(Source data)

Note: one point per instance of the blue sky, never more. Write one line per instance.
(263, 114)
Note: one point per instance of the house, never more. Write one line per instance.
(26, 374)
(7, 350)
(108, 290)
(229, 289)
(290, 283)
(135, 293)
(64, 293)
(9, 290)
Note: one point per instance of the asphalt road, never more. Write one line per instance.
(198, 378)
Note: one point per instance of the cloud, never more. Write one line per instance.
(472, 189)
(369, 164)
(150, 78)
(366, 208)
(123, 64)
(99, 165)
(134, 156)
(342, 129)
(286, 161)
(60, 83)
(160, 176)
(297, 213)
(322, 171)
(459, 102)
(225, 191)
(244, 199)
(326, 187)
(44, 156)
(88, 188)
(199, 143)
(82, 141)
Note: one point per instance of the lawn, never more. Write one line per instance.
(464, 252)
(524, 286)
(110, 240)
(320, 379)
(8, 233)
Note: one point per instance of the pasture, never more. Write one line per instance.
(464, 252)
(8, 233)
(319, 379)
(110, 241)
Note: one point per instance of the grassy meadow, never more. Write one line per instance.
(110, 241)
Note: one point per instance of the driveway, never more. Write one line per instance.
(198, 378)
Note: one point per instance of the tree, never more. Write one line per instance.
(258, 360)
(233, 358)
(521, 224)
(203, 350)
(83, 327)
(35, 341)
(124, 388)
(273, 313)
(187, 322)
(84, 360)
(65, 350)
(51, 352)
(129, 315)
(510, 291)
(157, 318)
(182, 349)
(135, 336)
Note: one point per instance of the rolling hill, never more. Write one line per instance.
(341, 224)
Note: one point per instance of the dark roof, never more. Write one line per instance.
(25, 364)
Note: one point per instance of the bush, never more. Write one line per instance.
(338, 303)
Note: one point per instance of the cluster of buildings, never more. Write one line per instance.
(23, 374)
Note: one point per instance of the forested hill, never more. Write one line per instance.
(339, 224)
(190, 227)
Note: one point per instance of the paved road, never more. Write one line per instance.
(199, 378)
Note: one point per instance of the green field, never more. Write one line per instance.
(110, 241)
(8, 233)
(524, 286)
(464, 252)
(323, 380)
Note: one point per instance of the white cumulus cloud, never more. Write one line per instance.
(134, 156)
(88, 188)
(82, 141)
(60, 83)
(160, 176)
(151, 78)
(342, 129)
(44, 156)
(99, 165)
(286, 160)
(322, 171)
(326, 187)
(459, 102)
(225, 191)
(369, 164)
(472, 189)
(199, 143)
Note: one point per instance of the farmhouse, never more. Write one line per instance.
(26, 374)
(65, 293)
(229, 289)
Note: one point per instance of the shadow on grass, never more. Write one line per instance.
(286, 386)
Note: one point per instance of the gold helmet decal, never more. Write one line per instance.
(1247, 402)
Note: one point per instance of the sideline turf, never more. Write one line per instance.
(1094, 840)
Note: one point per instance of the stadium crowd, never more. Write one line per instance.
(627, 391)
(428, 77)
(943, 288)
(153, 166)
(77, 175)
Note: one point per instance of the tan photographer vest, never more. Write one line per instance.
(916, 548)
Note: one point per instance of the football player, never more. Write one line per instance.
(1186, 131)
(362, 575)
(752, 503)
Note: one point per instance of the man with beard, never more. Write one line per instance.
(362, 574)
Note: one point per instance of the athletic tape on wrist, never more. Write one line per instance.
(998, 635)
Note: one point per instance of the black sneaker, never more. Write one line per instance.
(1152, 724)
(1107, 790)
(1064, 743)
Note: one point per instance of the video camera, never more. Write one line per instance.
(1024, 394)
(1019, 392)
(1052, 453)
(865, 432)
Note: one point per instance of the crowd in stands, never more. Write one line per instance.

* [Exercise instructions]: Repeat only the lines from the one holding "Note: one point per instance of the man" through the last line of the data.

* [Complete response]:
Note: one point per instance of the man with beard, never more. Write one line per instance.
(362, 574)
Note: one point per instance of the athletic tape on wrist, never more. Write one line per instance.
(998, 635)
Note: one point per instance of the black sneaker, never more. Write one line per instance.
(1152, 724)
(1107, 790)
(1064, 743)
Note: one point per instance of the video camera, never more. Write one line per instance.
(1024, 394)
(1019, 392)
(1052, 453)
(865, 432)
Note: one point per instance of the crowd in stands, never more. Write one line per instance.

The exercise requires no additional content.